Exercise objective
Would you set down every entry shown below, precisely as written?

Given information
== Segment start ==

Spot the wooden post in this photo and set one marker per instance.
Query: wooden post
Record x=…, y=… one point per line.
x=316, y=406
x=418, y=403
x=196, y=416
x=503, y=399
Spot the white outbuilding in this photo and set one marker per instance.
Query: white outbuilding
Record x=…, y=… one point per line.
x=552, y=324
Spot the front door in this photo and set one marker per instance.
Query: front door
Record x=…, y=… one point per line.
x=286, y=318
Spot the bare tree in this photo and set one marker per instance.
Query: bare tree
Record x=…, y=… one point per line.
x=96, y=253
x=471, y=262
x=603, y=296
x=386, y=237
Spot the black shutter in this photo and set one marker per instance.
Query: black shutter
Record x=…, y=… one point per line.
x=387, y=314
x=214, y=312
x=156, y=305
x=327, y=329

== Segment end ==

Expected output
Spot the wooden post in this photo and set one marker per instance.
Query: wooden post
Record x=…, y=… one point per line.
x=316, y=406
x=418, y=403
x=196, y=416
x=503, y=399
Spot the white outbuilding in this photo and set one marker per instance.
Query: white outbuilding
Record x=…, y=… one point per line.
x=552, y=324
Spot the front door in this photo and set one marker per instance.
Query: front door
Record x=…, y=… one point per line.
x=286, y=318
Spot the bare tree in this photo and set one marker per instance.
Query: bare tree
Record x=…, y=… one point per line.
x=96, y=253
x=471, y=262
x=603, y=296
x=386, y=237
Spot the black shutter in this photo and set one marker per instance.
Query: black shutter
Record x=…, y=… one point per line.
x=387, y=314
x=214, y=312
x=156, y=305
x=327, y=329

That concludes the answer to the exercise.